■ **Your task**
Locate every line in the rows below that contains the word "webbing", matching case exactly, and copy each of those lines.

■ **Extracted records**
* start *
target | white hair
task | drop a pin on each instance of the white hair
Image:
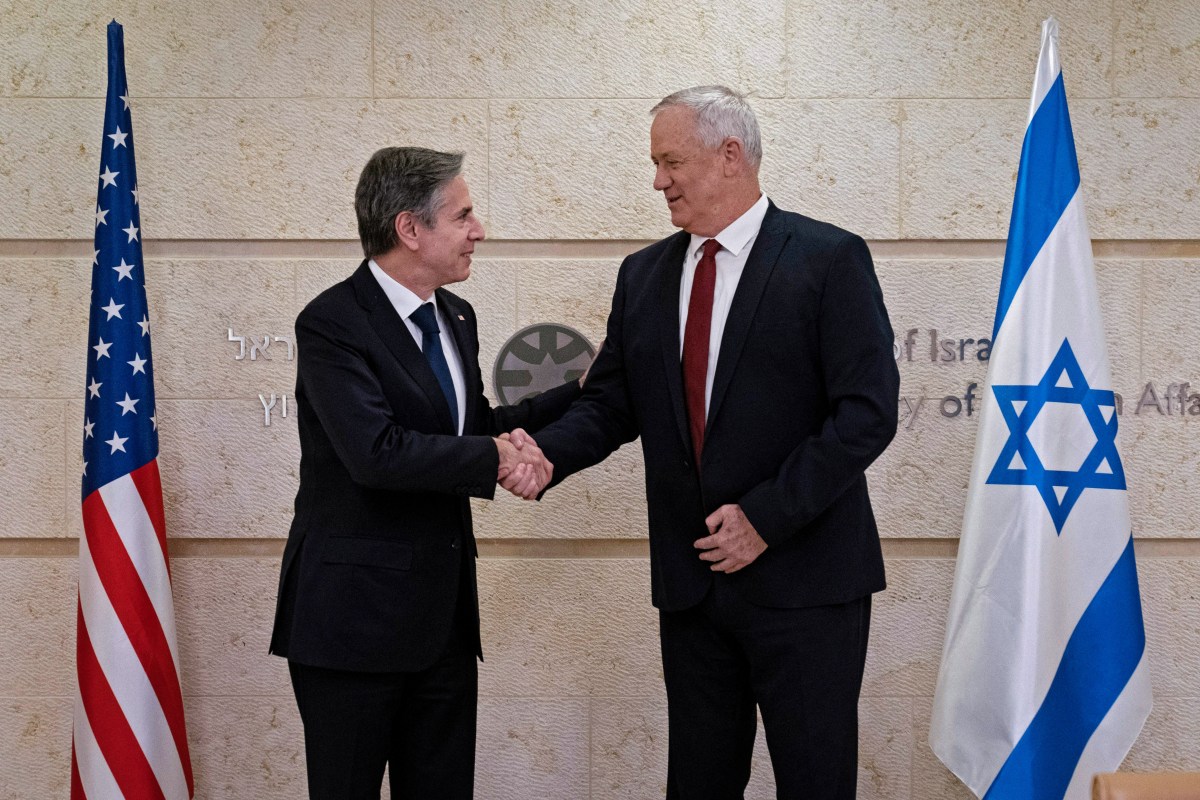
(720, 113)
* end *
* start *
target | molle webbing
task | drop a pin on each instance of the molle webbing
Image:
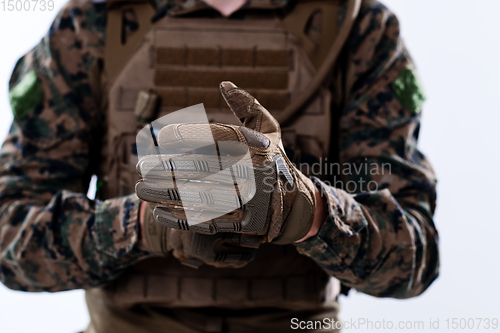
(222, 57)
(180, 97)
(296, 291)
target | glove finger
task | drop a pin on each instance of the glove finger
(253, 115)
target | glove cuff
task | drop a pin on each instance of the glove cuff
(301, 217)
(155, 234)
* end *
■ **Solved exercise**
target | molle webbing
task | drop a pin on each instance of the molle webbing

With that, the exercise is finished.